:: TESTO FORNITO
Oggi San Patrignano è evoluta. Gli “zombie” che giravano per le strade quando Muccioli si prese carico del problema, non ci sono più. Ma non è sempre un buon segno: “L’aiuto è ormai strutturato, abbiamo almeno una associazione in ogni regione, è difficilissimo che un ragazzo entri in quelle condizioni e un piccolo aiuto viene dato a livello medico. Al tempo non c’era preparazione, il viavai era incredibile e per quello Vincenzo si esponeva arrivando a parlare di un trattenimento. Gli incidenti sono successi perché cercavano di emulare la figura – dice il presidente – Difficile che un ragazzo entri in crisi di astinenza, perché ci sono colloqui preliminari e un processo di disintossicazione che viene chiesto”.
::::
:: SEZIONE DATI
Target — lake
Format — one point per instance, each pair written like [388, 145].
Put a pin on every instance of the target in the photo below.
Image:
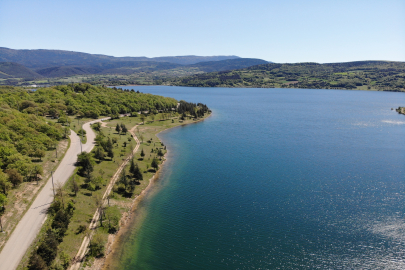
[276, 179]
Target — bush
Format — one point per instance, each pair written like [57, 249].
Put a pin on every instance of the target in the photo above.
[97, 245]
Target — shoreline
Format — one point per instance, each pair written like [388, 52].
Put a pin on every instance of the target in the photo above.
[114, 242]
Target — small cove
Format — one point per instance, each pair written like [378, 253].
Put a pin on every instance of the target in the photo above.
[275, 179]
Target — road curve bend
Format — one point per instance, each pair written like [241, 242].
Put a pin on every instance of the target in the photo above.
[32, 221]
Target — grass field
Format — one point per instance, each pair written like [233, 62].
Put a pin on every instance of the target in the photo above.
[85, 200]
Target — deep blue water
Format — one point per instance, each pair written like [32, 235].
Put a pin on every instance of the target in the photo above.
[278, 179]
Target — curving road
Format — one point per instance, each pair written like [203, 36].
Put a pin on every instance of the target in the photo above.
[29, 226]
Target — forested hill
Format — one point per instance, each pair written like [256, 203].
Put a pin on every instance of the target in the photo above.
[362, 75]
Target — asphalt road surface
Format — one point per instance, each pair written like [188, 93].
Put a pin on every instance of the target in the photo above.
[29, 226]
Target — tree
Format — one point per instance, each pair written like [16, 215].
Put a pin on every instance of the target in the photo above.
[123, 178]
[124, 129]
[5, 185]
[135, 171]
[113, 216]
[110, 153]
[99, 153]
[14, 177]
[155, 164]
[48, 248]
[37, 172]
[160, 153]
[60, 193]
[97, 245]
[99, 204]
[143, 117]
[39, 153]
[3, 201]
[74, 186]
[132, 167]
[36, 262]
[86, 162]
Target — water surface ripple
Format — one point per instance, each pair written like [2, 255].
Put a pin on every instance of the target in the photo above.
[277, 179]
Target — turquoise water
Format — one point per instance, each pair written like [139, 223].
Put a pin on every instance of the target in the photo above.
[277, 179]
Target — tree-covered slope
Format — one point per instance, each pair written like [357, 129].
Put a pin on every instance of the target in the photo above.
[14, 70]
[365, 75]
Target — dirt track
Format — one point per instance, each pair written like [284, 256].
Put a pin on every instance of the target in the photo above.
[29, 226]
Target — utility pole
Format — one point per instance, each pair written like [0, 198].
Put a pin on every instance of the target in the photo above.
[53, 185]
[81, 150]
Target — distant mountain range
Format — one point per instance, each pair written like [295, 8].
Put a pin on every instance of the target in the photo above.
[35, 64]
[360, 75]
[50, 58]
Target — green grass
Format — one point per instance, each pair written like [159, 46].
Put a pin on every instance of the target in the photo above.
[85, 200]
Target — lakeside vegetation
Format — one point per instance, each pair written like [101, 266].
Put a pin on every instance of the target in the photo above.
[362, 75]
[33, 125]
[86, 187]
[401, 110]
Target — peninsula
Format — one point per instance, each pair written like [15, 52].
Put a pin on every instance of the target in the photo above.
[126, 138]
::::
### COMPITI DA SVOLGERE
a) Nel brano su San Patrignano, chi non gira più per le strade?
b) Secondo il presidente citato nel brano su San Patrignano, perché oggi è difficile che un ragazzo entri in crisi di astinenza? Spiegalo in una o due frasi.
c) Scrivi come prosegue il brano su San Patrignano, partendo subito dopo la sua ultima frase.

### SOLUZIONI
a) Gli "zombie" che giravano per le strade quando Muccioli si prese carico del problema.

b) È difficile perché prima ci sono dei colloqui preliminari. Inoltre viene chiesto un processo di disintossicazione.

c)
Oggi nell’era Covid la Comunità accoglie un migliaio di ospiti, nel 2020 ci sono stati 250 reinserimenti e 150 ingressi. Nel 2019 tra i 30 e i quaranta ingressi al mese: “più che altro ragazzini – precisa il presidente – L’età è scesa tanto, abbiamo due centri per minori, uno maschile e uno femminile, l’età media è 25 anni. Nell’85 era di 35. Il problema della droga è aumentato, e non è un caso che la comunità esista ancora oggi con tutto quello che ha passato. Forse oggi rispetto al passato è più subdolo perché è diventato più chimico: abbiamo registrato il 5% sui più giovani di dipendenze da cannabis, la porta d’ingresso per il 99% dei fruitori di altre droghe. Il messaggio che si dava già nei primi anni Ottanta era proprio che tuti quelli che entravano nelle comunità erano partiti dallo spinello”.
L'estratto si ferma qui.